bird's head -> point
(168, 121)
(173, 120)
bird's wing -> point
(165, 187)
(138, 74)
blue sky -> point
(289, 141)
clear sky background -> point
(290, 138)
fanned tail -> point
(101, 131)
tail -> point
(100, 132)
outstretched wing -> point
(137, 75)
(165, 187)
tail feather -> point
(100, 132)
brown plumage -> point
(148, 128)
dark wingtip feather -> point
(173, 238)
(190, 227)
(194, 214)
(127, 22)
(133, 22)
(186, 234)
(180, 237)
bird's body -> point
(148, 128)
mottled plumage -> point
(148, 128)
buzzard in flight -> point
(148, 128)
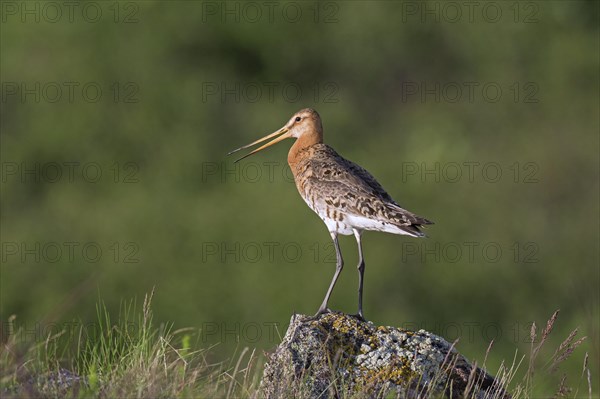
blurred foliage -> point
(179, 83)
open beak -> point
(282, 133)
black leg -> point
(361, 272)
(338, 269)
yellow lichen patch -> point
(398, 373)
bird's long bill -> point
(282, 133)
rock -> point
(337, 355)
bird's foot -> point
(320, 312)
(360, 317)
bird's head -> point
(304, 124)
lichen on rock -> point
(336, 355)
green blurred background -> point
(414, 92)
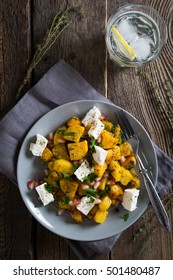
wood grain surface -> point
(23, 24)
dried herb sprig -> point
(60, 22)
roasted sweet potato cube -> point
(92, 212)
(63, 166)
(100, 169)
(69, 187)
(58, 135)
(115, 169)
(129, 162)
(53, 178)
(60, 151)
(78, 150)
(108, 125)
(108, 140)
(77, 216)
(126, 176)
(47, 155)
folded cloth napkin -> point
(61, 84)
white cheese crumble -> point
(86, 204)
(96, 129)
(130, 199)
(38, 147)
(99, 155)
(83, 170)
(44, 195)
(91, 116)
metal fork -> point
(155, 200)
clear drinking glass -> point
(143, 29)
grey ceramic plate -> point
(30, 167)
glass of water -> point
(135, 35)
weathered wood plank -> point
(15, 220)
(83, 46)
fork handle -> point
(156, 201)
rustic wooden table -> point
(23, 25)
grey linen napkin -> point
(61, 84)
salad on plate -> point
(89, 168)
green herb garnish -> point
(91, 198)
(87, 180)
(102, 193)
(75, 167)
(48, 188)
(65, 200)
(65, 175)
(125, 217)
(68, 133)
(93, 143)
(91, 191)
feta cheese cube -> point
(83, 170)
(86, 204)
(96, 129)
(99, 155)
(44, 195)
(130, 199)
(38, 147)
(91, 116)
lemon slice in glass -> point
(122, 44)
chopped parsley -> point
(48, 188)
(65, 200)
(91, 198)
(65, 175)
(91, 191)
(68, 133)
(87, 180)
(125, 217)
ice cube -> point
(127, 31)
(142, 48)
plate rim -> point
(51, 112)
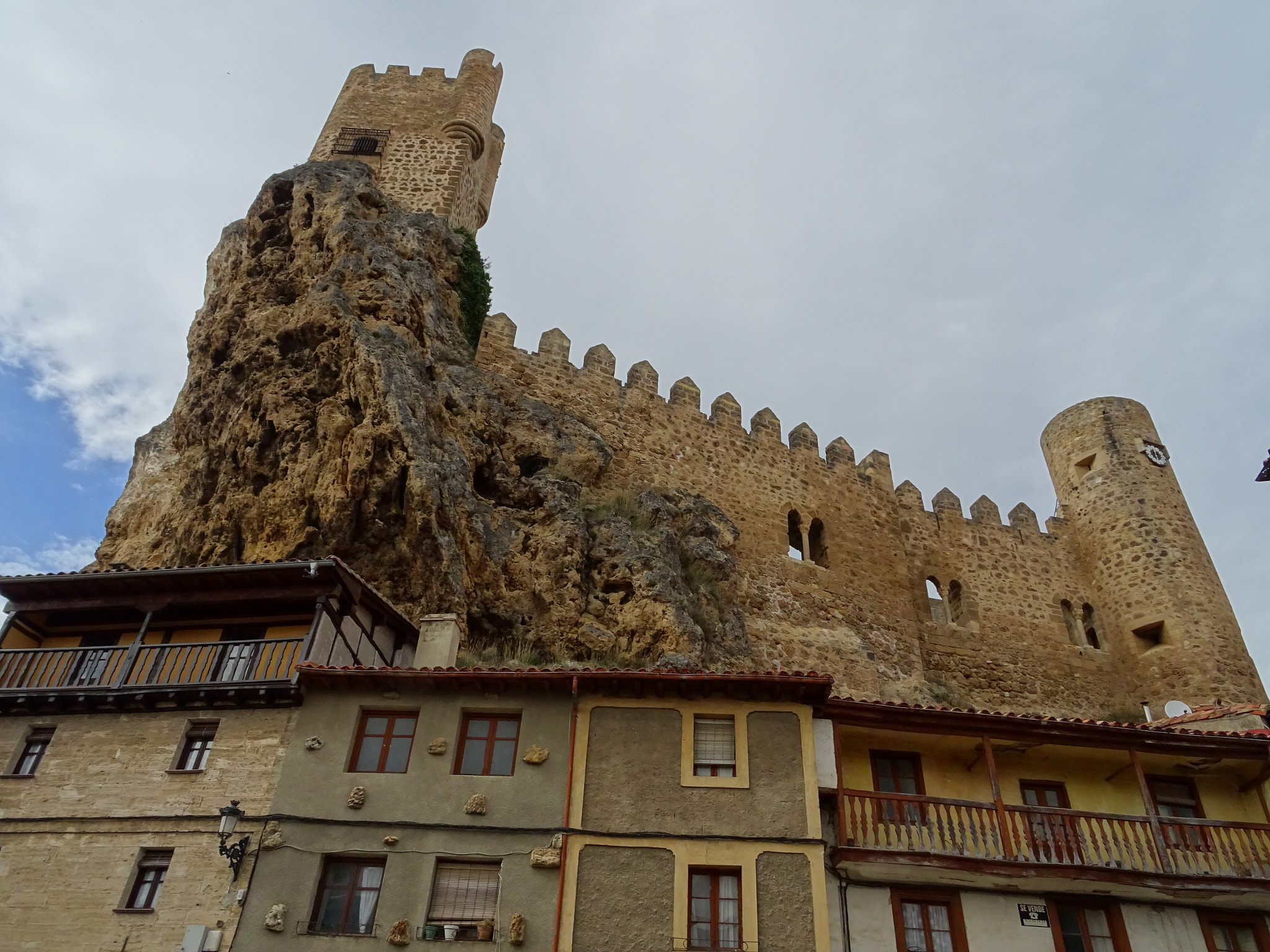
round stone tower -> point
......
__Exercise instructions__.
Pictures excluded, write out exactly and only the lines of the material from the one containing "folded cloth napkin -> point" up to and including the last line.

__Reply to the task__.
folded cloth napkin -> point
(61, 84)
white cheese crumble -> point
(86, 204)
(96, 129)
(130, 199)
(38, 147)
(99, 155)
(83, 170)
(44, 195)
(91, 116)
metal fork -> point
(155, 200)
clear drinking glass -> point
(143, 29)
grey ceramic plate -> point
(30, 167)
glass of water -> point
(135, 35)
weathered wood plank -> point
(15, 220)
(83, 46)
fork handle -> point
(156, 201)
rustic wooden table -> point
(23, 25)
grey linen napkin -> point
(61, 84)
salad on plate -> point
(89, 168)
green herb garnish -> point
(91, 198)
(87, 180)
(102, 193)
(75, 167)
(48, 188)
(65, 200)
(65, 175)
(125, 217)
(68, 133)
(93, 143)
(91, 191)
feta cheese cube -> point
(83, 170)
(86, 204)
(96, 129)
(99, 155)
(44, 195)
(130, 199)
(38, 147)
(91, 116)
lemon slice in glass -> point
(122, 44)
chopped parsley -> point
(48, 188)
(65, 200)
(91, 198)
(65, 175)
(91, 191)
(68, 133)
(87, 180)
(125, 217)
ice cube -> point
(127, 31)
(142, 48)
plate rim -> point
(51, 112)
round stone tower -> point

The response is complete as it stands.